Direction:
Can you pull out the lines of the records below, word for word, starting at the line that has "out the yellow" and stopping after the line that has "[(160, 212), (171, 205)]", with both of those lines included?

Information shown:

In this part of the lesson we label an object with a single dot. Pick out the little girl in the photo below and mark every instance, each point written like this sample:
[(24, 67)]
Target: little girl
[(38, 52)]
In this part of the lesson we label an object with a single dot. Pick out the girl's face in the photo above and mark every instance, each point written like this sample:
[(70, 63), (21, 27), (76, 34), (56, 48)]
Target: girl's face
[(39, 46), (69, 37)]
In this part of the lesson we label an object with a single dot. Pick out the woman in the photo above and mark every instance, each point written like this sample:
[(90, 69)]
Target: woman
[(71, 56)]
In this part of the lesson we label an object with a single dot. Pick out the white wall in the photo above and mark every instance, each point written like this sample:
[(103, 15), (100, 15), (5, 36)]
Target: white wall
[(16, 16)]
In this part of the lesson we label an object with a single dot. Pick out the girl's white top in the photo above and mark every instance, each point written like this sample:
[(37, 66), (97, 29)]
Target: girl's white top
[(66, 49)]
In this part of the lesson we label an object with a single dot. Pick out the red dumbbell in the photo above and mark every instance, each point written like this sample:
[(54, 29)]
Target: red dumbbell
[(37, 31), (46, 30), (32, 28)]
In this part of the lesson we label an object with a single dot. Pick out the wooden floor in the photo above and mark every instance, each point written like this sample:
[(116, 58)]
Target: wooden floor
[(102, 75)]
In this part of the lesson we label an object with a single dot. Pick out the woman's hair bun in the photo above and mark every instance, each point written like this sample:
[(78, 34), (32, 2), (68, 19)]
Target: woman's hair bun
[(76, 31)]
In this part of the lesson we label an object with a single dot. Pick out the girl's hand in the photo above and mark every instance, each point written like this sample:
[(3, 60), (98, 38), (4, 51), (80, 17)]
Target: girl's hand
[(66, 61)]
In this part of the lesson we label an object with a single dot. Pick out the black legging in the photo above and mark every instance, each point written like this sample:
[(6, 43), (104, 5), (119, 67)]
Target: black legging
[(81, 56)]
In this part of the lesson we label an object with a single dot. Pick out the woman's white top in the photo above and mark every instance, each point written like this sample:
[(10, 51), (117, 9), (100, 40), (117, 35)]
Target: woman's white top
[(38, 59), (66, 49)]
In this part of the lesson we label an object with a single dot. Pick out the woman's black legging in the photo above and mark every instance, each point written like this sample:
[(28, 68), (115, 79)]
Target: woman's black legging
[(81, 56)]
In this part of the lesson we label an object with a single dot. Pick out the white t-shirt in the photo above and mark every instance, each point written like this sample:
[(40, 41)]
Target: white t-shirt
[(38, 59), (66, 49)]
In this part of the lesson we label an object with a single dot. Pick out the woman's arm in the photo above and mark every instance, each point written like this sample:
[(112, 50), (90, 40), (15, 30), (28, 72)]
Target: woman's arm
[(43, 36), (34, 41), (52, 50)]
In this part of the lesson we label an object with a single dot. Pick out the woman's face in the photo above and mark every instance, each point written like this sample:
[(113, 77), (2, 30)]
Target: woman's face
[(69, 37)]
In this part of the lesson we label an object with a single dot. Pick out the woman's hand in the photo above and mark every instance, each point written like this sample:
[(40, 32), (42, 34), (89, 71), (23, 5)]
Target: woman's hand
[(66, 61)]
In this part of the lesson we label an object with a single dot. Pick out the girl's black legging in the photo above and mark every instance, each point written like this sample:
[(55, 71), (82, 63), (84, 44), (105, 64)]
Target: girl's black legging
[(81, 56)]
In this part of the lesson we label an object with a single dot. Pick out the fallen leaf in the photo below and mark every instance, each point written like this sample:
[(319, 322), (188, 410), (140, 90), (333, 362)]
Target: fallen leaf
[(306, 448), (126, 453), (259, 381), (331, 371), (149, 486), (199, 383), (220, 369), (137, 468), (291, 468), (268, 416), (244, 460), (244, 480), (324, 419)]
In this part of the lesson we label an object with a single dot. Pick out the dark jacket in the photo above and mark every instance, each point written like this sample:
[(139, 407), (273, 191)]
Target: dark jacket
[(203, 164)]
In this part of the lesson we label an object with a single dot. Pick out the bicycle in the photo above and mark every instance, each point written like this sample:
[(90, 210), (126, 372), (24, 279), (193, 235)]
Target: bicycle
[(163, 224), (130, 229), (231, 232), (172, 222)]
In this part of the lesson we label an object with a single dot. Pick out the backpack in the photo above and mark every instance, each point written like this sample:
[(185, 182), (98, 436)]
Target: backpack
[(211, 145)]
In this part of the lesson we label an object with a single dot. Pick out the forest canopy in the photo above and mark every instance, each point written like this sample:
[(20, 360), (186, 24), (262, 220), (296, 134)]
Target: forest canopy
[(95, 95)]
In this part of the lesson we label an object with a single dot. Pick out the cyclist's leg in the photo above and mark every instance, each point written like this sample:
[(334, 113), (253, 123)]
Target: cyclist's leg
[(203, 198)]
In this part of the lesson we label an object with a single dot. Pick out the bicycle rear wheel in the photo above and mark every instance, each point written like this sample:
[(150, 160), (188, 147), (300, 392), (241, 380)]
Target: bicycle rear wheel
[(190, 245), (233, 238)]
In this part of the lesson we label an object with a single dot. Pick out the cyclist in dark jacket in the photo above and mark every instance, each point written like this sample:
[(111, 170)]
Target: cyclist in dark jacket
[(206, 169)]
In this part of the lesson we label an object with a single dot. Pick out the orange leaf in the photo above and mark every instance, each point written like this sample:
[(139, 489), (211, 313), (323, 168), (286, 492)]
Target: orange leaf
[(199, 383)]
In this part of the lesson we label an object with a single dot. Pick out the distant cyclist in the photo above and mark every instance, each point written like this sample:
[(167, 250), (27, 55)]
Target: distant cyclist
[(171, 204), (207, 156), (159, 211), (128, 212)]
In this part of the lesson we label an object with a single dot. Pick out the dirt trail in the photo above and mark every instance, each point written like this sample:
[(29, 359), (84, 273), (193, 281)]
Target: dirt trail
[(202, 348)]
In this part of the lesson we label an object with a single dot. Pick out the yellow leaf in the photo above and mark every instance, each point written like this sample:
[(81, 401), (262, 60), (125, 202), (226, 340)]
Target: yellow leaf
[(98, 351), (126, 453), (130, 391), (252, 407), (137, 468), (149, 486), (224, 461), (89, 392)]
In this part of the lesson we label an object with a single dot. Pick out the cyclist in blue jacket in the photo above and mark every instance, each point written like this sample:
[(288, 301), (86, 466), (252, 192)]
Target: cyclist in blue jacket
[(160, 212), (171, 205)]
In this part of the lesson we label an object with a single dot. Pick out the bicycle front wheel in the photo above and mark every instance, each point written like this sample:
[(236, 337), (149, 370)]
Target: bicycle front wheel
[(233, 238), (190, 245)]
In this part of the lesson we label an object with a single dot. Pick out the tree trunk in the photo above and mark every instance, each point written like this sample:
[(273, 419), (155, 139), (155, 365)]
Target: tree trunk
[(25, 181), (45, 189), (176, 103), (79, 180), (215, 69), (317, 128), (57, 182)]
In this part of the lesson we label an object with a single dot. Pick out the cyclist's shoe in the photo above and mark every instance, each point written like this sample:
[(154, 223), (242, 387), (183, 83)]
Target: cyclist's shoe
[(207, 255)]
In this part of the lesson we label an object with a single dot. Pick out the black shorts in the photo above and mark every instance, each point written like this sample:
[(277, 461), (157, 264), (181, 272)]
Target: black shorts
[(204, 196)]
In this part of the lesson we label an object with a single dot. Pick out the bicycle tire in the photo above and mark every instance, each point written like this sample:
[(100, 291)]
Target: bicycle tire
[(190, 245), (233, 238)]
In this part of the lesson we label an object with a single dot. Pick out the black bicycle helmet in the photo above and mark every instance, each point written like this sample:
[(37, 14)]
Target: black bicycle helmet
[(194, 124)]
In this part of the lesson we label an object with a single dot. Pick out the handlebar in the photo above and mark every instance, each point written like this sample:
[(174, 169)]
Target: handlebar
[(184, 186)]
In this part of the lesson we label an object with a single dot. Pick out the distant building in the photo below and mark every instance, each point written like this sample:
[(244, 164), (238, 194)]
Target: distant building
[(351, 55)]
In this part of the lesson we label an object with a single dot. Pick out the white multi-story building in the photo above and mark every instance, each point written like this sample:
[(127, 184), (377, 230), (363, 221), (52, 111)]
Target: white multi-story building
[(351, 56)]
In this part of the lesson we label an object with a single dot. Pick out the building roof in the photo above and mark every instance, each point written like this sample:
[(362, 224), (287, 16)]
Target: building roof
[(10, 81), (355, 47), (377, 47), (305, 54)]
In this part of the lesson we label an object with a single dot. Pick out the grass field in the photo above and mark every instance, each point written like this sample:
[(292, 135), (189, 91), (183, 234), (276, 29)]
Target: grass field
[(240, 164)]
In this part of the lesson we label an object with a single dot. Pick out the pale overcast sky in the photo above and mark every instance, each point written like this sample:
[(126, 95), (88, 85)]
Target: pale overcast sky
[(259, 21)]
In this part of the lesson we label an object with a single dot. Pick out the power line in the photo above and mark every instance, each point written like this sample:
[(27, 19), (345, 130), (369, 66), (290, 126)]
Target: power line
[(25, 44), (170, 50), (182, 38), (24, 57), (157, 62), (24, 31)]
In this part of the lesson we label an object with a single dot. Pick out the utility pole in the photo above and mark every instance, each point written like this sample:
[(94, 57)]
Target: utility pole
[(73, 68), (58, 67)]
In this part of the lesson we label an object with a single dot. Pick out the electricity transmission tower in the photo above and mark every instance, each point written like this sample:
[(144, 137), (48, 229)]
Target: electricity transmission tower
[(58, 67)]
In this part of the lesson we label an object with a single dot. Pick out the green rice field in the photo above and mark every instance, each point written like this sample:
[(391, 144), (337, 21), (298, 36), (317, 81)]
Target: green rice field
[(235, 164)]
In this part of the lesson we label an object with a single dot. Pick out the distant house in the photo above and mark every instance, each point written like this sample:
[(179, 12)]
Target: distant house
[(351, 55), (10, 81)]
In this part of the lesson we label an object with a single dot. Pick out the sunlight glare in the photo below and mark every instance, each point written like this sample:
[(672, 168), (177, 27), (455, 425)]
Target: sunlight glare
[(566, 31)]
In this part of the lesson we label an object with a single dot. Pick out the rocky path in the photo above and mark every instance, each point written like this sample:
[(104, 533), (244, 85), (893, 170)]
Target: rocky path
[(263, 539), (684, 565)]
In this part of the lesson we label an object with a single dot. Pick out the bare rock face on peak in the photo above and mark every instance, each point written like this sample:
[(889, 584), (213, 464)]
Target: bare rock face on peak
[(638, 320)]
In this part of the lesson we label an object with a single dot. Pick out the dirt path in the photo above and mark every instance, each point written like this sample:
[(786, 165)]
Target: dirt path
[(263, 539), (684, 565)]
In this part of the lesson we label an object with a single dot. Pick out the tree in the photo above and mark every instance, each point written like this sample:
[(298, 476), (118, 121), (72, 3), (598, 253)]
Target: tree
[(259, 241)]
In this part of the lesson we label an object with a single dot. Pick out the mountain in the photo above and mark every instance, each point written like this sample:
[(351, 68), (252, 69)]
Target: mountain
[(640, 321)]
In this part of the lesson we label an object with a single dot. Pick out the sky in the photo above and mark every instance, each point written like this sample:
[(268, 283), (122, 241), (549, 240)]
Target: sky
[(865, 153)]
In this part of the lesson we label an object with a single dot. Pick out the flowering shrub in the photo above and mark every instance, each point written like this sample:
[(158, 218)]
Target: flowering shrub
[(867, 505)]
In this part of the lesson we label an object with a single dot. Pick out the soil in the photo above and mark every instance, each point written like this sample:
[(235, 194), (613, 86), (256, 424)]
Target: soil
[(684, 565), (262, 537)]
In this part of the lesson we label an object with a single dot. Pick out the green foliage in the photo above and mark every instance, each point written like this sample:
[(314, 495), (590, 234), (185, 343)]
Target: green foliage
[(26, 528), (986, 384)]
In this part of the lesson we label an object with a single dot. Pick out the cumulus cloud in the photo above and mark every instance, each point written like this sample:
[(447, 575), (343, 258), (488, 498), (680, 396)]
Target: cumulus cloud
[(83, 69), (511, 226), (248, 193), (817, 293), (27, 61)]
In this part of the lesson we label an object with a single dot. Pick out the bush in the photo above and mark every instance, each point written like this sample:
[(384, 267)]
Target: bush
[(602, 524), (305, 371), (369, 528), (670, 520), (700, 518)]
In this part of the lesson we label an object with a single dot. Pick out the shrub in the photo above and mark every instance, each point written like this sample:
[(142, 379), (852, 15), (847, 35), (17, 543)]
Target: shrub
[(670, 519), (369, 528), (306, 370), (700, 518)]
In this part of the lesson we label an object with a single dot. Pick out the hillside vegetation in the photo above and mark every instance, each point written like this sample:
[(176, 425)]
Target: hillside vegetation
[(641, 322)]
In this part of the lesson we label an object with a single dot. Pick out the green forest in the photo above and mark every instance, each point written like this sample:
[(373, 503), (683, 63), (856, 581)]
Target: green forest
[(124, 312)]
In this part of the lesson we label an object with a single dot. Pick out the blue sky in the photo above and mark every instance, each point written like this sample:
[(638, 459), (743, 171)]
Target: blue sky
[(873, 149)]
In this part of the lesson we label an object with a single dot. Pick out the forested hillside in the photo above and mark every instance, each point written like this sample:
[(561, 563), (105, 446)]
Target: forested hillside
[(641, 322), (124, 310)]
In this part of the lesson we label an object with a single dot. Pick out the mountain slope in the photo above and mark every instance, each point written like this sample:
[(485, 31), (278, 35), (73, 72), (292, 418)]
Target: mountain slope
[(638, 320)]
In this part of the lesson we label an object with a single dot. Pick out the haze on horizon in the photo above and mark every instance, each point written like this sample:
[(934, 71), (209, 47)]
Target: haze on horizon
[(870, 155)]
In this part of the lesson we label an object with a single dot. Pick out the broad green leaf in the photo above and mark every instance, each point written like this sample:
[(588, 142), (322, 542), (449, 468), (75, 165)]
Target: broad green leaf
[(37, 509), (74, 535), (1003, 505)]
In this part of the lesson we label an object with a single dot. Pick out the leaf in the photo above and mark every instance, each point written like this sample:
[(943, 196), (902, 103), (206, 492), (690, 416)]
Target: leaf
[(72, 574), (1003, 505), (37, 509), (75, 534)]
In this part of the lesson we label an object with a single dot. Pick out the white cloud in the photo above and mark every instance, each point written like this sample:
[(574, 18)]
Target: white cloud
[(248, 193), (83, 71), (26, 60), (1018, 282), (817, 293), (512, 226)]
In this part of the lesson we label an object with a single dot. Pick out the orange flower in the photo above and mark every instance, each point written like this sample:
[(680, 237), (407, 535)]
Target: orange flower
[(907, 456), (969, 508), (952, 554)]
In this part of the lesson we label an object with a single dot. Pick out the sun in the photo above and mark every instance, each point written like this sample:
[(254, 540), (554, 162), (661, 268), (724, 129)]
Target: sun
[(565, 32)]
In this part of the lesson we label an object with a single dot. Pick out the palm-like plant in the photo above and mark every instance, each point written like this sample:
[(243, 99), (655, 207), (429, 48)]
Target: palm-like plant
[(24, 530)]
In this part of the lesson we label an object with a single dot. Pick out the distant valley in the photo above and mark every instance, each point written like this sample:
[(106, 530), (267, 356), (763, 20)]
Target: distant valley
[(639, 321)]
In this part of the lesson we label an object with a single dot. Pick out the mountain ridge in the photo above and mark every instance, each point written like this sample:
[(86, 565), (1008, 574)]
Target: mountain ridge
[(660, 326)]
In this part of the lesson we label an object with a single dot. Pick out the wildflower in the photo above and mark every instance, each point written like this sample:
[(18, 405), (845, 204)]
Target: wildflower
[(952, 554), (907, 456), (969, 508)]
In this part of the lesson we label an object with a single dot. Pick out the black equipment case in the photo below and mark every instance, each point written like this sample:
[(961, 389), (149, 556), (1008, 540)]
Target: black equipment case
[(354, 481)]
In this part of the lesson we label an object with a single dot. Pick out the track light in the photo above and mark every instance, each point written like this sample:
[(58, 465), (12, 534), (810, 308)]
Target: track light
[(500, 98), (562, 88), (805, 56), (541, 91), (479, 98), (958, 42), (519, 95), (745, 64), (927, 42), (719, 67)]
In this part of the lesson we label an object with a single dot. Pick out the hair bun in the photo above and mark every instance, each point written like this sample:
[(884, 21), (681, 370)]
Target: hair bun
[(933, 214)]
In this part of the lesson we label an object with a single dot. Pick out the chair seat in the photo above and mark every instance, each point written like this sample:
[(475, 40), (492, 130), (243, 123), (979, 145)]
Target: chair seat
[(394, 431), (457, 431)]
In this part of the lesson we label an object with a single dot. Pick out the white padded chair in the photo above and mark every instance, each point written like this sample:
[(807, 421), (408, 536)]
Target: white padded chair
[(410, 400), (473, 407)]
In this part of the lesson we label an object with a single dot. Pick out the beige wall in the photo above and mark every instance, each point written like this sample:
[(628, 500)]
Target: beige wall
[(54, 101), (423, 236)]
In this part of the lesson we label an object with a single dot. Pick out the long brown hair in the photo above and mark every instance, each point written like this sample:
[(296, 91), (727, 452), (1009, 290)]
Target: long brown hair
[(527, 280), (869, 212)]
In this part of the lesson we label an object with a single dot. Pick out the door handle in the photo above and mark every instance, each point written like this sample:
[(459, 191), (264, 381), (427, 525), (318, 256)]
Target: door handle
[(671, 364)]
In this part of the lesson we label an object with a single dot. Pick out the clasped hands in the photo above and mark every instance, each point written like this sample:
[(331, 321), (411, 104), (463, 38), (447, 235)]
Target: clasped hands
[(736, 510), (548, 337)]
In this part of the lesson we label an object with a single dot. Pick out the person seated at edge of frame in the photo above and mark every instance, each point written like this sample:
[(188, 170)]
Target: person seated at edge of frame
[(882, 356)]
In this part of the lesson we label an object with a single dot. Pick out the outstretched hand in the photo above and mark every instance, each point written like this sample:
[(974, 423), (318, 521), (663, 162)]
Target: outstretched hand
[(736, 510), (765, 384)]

Result:
In this part of the lesson we label an object with a single dot. Pick out the yellow leaf in the photo above and mark every instance, each point written like this sample:
[(81, 401), (262, 60), (125, 202), (226, 340)]
Target: yellow leaf
[(98, 351), (126, 453), (130, 391), (252, 407), (137, 468), (149, 486), (224, 461), (89, 392)]
In this part of the lesson we label an object with a single dot. Pick out the cyclist in blue jacket in the photo above and mark every instance, each point written like this sample:
[(288, 301), (86, 466), (252, 192)]
Target: cyclist in blue jacket
[(160, 212), (171, 205)]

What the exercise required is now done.